— begin Dataset content —

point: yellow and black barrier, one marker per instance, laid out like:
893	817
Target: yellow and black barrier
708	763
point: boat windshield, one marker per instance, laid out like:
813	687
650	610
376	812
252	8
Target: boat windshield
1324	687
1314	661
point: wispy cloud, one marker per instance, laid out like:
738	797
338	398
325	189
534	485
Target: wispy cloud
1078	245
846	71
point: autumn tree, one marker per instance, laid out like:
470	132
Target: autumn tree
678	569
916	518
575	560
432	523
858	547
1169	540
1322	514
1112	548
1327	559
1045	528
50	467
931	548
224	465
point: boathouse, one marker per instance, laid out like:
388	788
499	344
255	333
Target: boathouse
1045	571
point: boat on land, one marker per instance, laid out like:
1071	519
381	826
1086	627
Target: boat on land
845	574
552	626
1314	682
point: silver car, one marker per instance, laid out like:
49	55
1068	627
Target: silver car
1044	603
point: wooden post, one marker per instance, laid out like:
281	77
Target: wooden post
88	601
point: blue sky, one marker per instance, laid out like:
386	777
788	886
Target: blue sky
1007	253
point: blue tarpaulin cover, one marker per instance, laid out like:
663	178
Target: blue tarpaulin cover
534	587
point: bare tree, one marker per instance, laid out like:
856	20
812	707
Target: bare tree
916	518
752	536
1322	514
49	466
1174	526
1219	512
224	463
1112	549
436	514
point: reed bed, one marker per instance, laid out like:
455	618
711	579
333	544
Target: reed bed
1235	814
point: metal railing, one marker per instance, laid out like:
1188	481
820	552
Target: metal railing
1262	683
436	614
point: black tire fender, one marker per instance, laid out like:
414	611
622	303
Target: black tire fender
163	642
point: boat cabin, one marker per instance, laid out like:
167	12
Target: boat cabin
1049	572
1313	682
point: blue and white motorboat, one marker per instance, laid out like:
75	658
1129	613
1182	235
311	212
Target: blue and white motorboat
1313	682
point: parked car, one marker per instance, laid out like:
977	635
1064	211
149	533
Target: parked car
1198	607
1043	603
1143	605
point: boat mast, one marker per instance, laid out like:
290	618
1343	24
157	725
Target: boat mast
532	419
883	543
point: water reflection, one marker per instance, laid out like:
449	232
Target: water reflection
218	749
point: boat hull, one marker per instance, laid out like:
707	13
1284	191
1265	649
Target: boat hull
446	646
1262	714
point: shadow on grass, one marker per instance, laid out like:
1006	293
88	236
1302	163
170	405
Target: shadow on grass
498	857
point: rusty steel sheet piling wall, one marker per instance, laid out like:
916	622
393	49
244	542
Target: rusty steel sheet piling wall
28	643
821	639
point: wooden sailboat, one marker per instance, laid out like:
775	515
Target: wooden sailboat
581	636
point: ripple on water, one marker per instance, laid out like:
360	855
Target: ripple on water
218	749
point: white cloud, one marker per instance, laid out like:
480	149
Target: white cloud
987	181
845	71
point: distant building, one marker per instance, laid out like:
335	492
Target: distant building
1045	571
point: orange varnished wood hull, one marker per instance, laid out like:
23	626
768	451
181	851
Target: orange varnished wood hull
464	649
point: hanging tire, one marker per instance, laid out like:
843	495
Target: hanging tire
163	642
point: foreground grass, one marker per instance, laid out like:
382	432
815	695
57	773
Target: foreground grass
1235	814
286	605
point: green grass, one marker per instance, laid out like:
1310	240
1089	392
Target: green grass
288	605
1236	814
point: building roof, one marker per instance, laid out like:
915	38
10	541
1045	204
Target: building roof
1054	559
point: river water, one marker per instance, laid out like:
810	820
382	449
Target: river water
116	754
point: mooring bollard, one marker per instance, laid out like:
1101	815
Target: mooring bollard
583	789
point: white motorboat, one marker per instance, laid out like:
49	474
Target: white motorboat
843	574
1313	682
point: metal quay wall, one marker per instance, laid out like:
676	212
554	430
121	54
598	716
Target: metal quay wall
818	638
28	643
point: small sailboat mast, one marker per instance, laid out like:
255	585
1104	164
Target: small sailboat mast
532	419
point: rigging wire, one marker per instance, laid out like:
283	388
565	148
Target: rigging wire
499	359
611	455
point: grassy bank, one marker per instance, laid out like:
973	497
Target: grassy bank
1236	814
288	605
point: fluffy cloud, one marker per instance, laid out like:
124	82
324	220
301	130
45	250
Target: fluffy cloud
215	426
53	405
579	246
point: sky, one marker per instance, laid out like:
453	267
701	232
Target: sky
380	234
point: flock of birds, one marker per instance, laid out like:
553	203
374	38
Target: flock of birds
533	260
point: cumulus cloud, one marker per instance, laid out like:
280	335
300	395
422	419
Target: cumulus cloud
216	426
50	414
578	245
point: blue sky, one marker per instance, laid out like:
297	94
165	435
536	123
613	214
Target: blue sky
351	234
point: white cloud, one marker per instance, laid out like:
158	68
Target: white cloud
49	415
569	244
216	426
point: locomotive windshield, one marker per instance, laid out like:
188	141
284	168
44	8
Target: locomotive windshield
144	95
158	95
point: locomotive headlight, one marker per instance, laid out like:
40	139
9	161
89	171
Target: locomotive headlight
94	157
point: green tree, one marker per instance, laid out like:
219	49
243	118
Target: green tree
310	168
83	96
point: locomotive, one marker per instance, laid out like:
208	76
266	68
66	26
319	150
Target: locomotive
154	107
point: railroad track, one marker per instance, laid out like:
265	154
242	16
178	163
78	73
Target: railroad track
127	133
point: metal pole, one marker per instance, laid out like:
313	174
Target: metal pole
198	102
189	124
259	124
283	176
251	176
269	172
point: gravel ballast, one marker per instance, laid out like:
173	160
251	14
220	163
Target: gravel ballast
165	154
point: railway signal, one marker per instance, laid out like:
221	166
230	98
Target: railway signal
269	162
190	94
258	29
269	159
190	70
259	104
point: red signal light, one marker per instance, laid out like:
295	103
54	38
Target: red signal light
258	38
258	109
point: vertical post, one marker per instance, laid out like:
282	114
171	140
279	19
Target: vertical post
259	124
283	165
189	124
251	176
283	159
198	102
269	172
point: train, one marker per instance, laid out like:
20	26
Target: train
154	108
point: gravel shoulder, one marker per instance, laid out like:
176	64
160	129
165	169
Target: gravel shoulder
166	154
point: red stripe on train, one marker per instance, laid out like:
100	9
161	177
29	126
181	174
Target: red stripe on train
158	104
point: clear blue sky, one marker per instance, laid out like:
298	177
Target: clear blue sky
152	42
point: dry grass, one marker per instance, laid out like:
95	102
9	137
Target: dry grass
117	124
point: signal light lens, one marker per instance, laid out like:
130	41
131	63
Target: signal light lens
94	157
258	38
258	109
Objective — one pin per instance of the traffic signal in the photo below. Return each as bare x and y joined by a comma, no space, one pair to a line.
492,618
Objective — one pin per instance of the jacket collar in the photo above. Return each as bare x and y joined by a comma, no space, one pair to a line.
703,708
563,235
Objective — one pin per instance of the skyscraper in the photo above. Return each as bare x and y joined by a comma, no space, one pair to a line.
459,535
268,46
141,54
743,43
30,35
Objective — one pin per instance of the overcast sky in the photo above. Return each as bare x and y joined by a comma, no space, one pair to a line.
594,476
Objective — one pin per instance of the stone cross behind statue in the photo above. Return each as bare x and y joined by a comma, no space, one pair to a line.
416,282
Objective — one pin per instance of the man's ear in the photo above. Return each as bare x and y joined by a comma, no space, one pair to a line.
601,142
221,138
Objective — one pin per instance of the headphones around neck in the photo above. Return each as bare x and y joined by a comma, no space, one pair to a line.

— end Dataset content —

Exercise goal ::
Can you render all the entries above as a Markdown table with the columns Row and Line, giving each non-blank line its row number and leaving blank lines out?

Response to the task ::
| Row | Line |
|---|---|
| 1 | point: yellow and black barrier, one marker per instance, laid out like: |
| 2 | 893	817 |
| 3 | Target: yellow and black barrier |
| 4 | 708	763 |
| 5 | point: boat windshield, one marker per instance, laid out like: |
| 6 | 813	687 |
| 7 | 650	610 |
| 8 | 376	812 |
| 9 | 252	8 |
| 10 | Target: boat windshield |
| 11 | 1324	687 |
| 12 | 1314	661 |
| 13 | point: wispy cloud, one marker per instance, laid out like: |
| 14 | 738	797 |
| 15 | 338	398 |
| 16 | 325	189 |
| 17 | 534	485 |
| 18 | Target: wispy cloud |
| 19 | 1078	245 |
| 20 | 846	71 |
| 21 | point: autumn tree, one marker per instance, laid out like: |
| 22 | 470	132 |
| 23 | Target: autumn tree |
| 24 | 678	569 |
| 25 | 916	518 |
| 26 | 575	560 |
| 27 | 432	523 |
| 28 | 858	547 |
| 29 | 1169	540 |
| 30 | 1322	514 |
| 31 | 1112	548 |
| 32 | 1327	559 |
| 33 | 1045	528 |
| 34 | 50	467 |
| 35 | 931	548 |
| 36 | 224	465 |
| 37 | point: boathouse, one marker per instance, laid out like: |
| 38 | 388	788 |
| 39 | 499	344 |
| 40 | 255	333 |
| 41 | Target: boathouse |
| 42 | 1045	571 |
| 43 | point: boat on land, one marker per instance, laid out like: |
| 44 | 1071	519 |
| 45 | 381	826 |
| 46 | 1086	627 |
| 47 | Target: boat on land |
| 48 | 845	574 |
| 49 | 552	626 |
| 50 | 1314	682 |
| 51 | point: silver car, one marker per instance, laid out like: |
| 52 | 49	55 |
| 53 | 1068	627 |
| 54 | Target: silver car |
| 55 | 1044	603 |
| 56 | point: wooden post, one marker per instance, laid out like: |
| 57 | 281	77 |
| 58 | Target: wooden post |
| 59 | 88	601 |
| 60 | point: blue sky, one marker per instance, laid out like: |
| 61 | 386	777 |
| 62 | 788	886 |
| 63 | Target: blue sky |
| 64 | 1007	253 |
| 65 | point: blue tarpaulin cover, one marker per instance, laid out like: |
| 66 | 663	178 |
| 67 | Target: blue tarpaulin cover |
| 68 | 534	587 |
| 69 | point: bare tree, one marker per instance, laid out like: |
| 70 | 856	20 |
| 71 | 812	707 |
| 72 | Target: bare tree |
| 73 | 916	518 |
| 74 | 752	536 |
| 75 | 1322	514 |
| 76 | 49	466 |
| 77 | 1174	526 |
| 78 | 1219	512 |
| 79 | 224	463 |
| 80 | 1112	549 |
| 81 | 436	514 |
| 82 | point: reed bed, one marker per instance, laid out like: |
| 83 | 455	618 |
| 84 | 711	579 |
| 85 | 333	544 |
| 86 | Target: reed bed |
| 87 | 1235	814 |
| 88 | point: metal railing, one marker per instance, laid out like: |
| 89 | 1188	481 |
| 90 | 820	552 |
| 91 | Target: metal railing |
| 92 | 1262	683 |
| 93 | 436	614 |
| 94 | point: black tire fender, one marker per instance, laid out like: |
| 95 | 414	611 |
| 96 | 622	303 |
| 97 | Target: black tire fender |
| 98 | 163	642 |
| 99 | point: boat cabin, one marker per instance, laid out like: |
| 100 | 167	12 |
| 101 | Target: boat cabin |
| 102 | 1049	572 |
| 103 | 1313	682 |
| 104 | point: blue and white motorboat, one marker per instance, laid out like: |
| 105 | 75	658 |
| 106 | 1129	613 |
| 107 | 1182	235 |
| 108 | 311	212 |
| 109 | Target: blue and white motorboat |
| 110 | 1313	682 |
| 111 | point: parked car, one marker per instance, laid out like: |
| 112 | 977	635 |
| 113 | 1064	211 |
| 114 | 149	533 |
| 115 | Target: parked car |
| 116 | 1198	607 |
| 117 | 1043	603 |
| 118 | 1143	605 |
| 119 | point: boat mast, one marker per instance, laid out like: |
| 120 | 290	618 |
| 121 | 1343	24 |
| 122 | 157	725 |
| 123 | Target: boat mast |
| 124 | 532	419 |
| 125 | 883	543 |
| 126 | point: water reflection, one marker per instance, laid out like: |
| 127 | 449	232 |
| 128 | Target: water reflection |
| 129 | 218	749 |
| 130 | point: boat hull, one marker per instance, laid out like: |
| 131 | 707	13 |
| 132 | 1284	191 |
| 133 | 1265	649 |
| 134 | Target: boat hull |
| 135 | 446	646 |
| 136 | 1262	714 |
| 137 | point: shadow on grass, one marker per instance, laid out like: |
| 138 | 1006	293 |
| 139 | 88	236 |
| 140 | 1302	163 |
| 141 | 170	405 |
| 142 | Target: shadow on grass |
| 143 | 498	857 |
| 144 | point: rusty steel sheet piling wall, one marker per instance, laid out like: |
| 145 | 916	622 |
| 146 | 393	49 |
| 147 | 244	542 |
| 148 | Target: rusty steel sheet piling wall |
| 149 | 28	643 |
| 150 | 821	639 |
| 151 | point: wooden sailboat, one marker per instance, laid out like: |
| 152 | 775	515 |
| 153 | Target: wooden sailboat |
| 154 | 581	636 |
| 155 | point: ripple on water, one marker per instance, laid out like: |
| 156 | 360	855 |
| 157 | Target: ripple on water |
| 158 | 218	749 |
| 159 | point: white cloud, one marker per instance, laid out like: |
| 160 | 480	149 |
| 161 | Target: white cloud |
| 162 | 987	181 |
| 163 | 845	71 |
| 164 | point: distant building, one marker per instance, laid out like: |
| 165 | 335	492 |
| 166 | Target: distant building |
| 167 | 1045	571 |
| 168 | point: orange varnished wood hull, one marker per instance, laid out like: |
| 169 | 23	626 |
| 170 | 768	451 |
| 171 | 181	851 |
| 172 | Target: orange varnished wood hull |
| 173 | 464	649 |
| 174 | point: hanging tire, one marker per instance, laid out like: |
| 175 | 843	495 |
| 176 | Target: hanging tire |
| 177 | 163	642 |
| 178 | point: foreground grass, one marker per instance, laid out like: |
| 179 | 382	432 |
| 180 | 815	695 |
| 181 | 57	773 |
| 182 | Target: foreground grass |
| 183 | 1235	814 |
| 184 | 286	605 |
| 185 | point: green grass, one marker per instance, laid out like: |
| 186 | 1310	240 |
| 187 | 1089	392 |
| 188 | Target: green grass |
| 189 | 288	605 |
| 190 | 1236	814 |
| 191 | point: building roof, one marker per instance, laid out like: |
| 192 | 915	38 |
| 193 | 10	541 |
| 194 | 1045	204 |
| 195 | Target: building roof |
| 196 | 1054	559 |
| 197 | point: river water, one marker per instance, laid out like: |
| 198 | 810	820 |
| 199 | 382	449 |
| 200 | Target: river water |
| 201 | 116	754 |
| 202 | point: mooring bollard, one marker per instance, laid out like: |
| 203 | 1101	815 |
| 204 | Target: mooring bollard |
| 205 | 583	789 |
| 206 | point: white motorboat, one marker per instance, laid out like: |
| 207 | 49	474 |
| 208 | Target: white motorboat |
| 209 | 843	574 |
| 210 | 1313	682 |
| 211 | point: metal quay wall, one marker per instance, laid out like: |
| 212 | 676	212 |
| 213 | 554	430 |
| 214 | 121	54 |
| 215 | 598	716 |
| 216 | Target: metal quay wall |
| 217 | 818	638 |
| 218 | 28	643 |
| 219 | point: small sailboat mast, one marker per instance, laid out like: |
| 220 | 255	585 |
| 221 | 1104	164 |
| 222 | Target: small sailboat mast |
| 223 | 532	419 |
| 224 | point: rigging wire, one marker per instance, laid out like: |
| 225 | 283	388 |
| 226 | 565	148 |
| 227 | Target: rigging wire |
| 228 | 499	359 |
| 229 | 611	455 |
| 230 | point: grassy bank, one marker per instance, laid out like: |
| 231 | 973	497 |
| 232 | Target: grassy bank |
| 233 | 1236	814 |
| 234 | 288	605 |
| 235 | point: fluffy cloud, one marker per instance, laid out like: |
| 236 | 124	82 |
| 237 | 324	220 |
| 238 | 301	130 |
| 239 | 45	250 |
| 240 | Target: fluffy cloud |
| 241 | 215	426 |
| 242 | 53	405 |
| 243 | 579	246 |
| 244 | point: sky, one marker per instance, laid out like: |
| 245 | 453	267 |
| 246 | 701	232 |
| 247 | Target: sky |
| 248 | 380	234 |
| 249 | point: flock of birds, one marker per instance, laid out like: |
| 250 | 553	203 |
| 251 | 374	38 |
| 252 | Target: flock of birds |
| 253 | 533	260 |
| 254 | point: cumulus cloud, one marker per instance, laid out like: |
| 255 | 280	335 |
| 256 | 300	395 |
| 257 | 422	419 |
| 258 | Target: cumulus cloud |
| 259 | 216	426 |
| 260 | 50	414 |
| 261 | 578	245 |
| 262 | point: blue sky, one marker per instance, laid out like: |
| 263 | 297	94 |
| 264 | 165	435 |
| 265 | 536	123 |
| 266 | 613	214 |
| 267 | Target: blue sky |
| 268 | 351	234 |
| 269 | point: white cloud, one marker per instance, laid out like: |
| 270 | 158	68 |
| 271 | Target: white cloud |
| 272 | 49	415 |
| 273 | 569	244 |
| 274 | 216	426 |
| 275 | point: locomotive windshield, one marker per instance, laid out like: |
| 276 | 188	141 |
| 277 | 284	168 |
| 278 | 44	8 |
| 279 | Target: locomotive windshield |
| 280 | 144	95 |
| 281 | 158	95 |
| 282 | point: locomotive headlight, one marker per instance, laid out like: |
| 283 | 40	139 |
| 284 | 9	161 |
| 285 | 89	171 |
| 286 | Target: locomotive headlight |
| 287 | 94	157 |
| 288 | point: green tree, one marker per instance, laid out like: |
| 289 | 219	49 |
| 290 | 243	118 |
| 291 | Target: green tree |
| 292 | 310	168 |
| 293 | 83	96 |
| 294 | point: locomotive, one marker per instance, laid out like: |
| 295 | 208	76 |
| 296 | 266	68 |
| 297 | 66	26 |
| 298 | 319	150 |
| 299 | Target: locomotive |
| 300 | 154	107 |
| 301 | point: railroad track, one marker per instance, laid out like: |
| 302 | 265	154 |
| 303 | 242	16 |
| 304 | 178	163 |
| 305 | 78	73 |
| 306 | Target: railroad track |
| 307 | 127	133 |
| 308 | point: metal pole, one marker per instance, laid out like: |
| 309 | 313	174 |
| 310 | Target: metal pole |
| 311 | 198	102 |
| 312 | 189	124 |
| 313 | 259	124 |
| 314 | 283	176 |
| 315 | 251	176 |
| 316 | 269	172 |
| 317 | point: gravel ballast, one marker per instance, laid out like: |
| 318 | 173	160 |
| 319 | 251	14 |
| 320 | 220	163 |
| 321 | Target: gravel ballast |
| 322 | 165	154 |
| 323 | point: railway signal, one marker per instance, laid out like: |
| 324 | 221	166 |
| 325 | 230	98 |
| 326 | Target: railway signal |
| 327 | 269	162 |
| 328 | 190	94 |
| 329 | 258	29 |
| 330 | 269	159 |
| 331 | 190	70 |
| 332 | 259	104 |
| 333 | point: red signal light, one marker per instance, laid out like: |
| 334 | 295	103 |
| 335 | 54	38 |
| 336 | Target: red signal light |
| 337 | 258	38 |
| 338 | 258	109 |
| 339 | point: vertical post, one marker per instance, laid out like: |
| 340 | 282	114 |
| 341 | 171	140 |
| 342 | 279	19 |
| 343 | Target: vertical post |
| 344 | 259	124 |
| 345 | 283	165 |
| 346 | 189	124 |
| 347 | 251	176 |
| 348 | 283	159 |
| 349 | 198	102 |
| 350 | 269	172 |
| 351 | point: train, one marker per instance, laid out like: |
| 352 | 20	26 |
| 353 | Target: train |
| 354 | 154	108 |
| 355 | point: gravel shoulder, one marker per instance, laid out like: |
| 356 | 176	64 |
| 357 | 160	129 |
| 358 | 165	169 |
| 359 | Target: gravel shoulder |
| 360 | 166	154 |
| 361 | point: red stripe on train, one marker per instance, laid out like: |
| 362 | 100	9 |
| 363 | 161	177 |
| 364 | 29	126 |
| 365 | 181	174 |
| 366 | Target: red stripe on train |
| 367 | 158	104 |
| 368 | point: clear blue sky, one marker per instance, laid out like: |
| 369 | 298	177 |
| 370 | Target: clear blue sky |
| 371 | 152	42 |
| 372 | point: dry grass, one marker per instance, laid out like: |
| 373 | 95	102 |
| 374 | 9	137 |
| 375 | Target: dry grass |
| 376 | 117	124 |
| 377 | point: signal light lens, one marker per instance, laid out like: |
| 378 | 130	41 |
| 379 | 131	63 |
| 380 | Target: signal light lens |
| 381 | 94	157 |
| 382 | 258	38 |
| 383 | 258	109 |
| 384 | Objective — one pin per instance of the traffic signal in the photo below. Return each as bare x and y joined by a comma, no space, one pair to a line. |
| 385 | 492,618 |
| 386 | Objective — one pin per instance of the jacket collar in the photo above. Return each as bare x and y joined by a comma, no space, one pair to a line. |
| 387 | 703,708 |
| 388 | 563,235 |
| 389 | Objective — one pin per instance of the skyscraper in the photo above. Return each as bare x and y joined by a comma, no space, one pair to a line. |
| 390 | 459,535 |
| 391 | 268,46 |
| 392 | 141,54 |
| 393 | 743,43 |
| 394 | 30,35 |
| 395 | Objective — one pin per instance of the overcast sky in the photo above. Return each as bare x and y joined by a comma, no space, one pair to a line. |
| 396 | 594,476 |
| 397 | Objective — one pin per instance of the stone cross behind statue in the photo above. Return each as bare x and y joined by a comma, no space, one pair to a line. |
| 398 | 416,282 |
| 399 | Objective — one pin per instance of the man's ear in the photo above. Return each as bare x and y joined by a comma, no space, one pair to a line. |
| 400 | 601,142 |
| 401 | 221,138 |
| 402 | Objective — one pin per instance of the headphones around neck in the photo above. Return each as bare x and y joined by a comma, no space, one pair to a line. |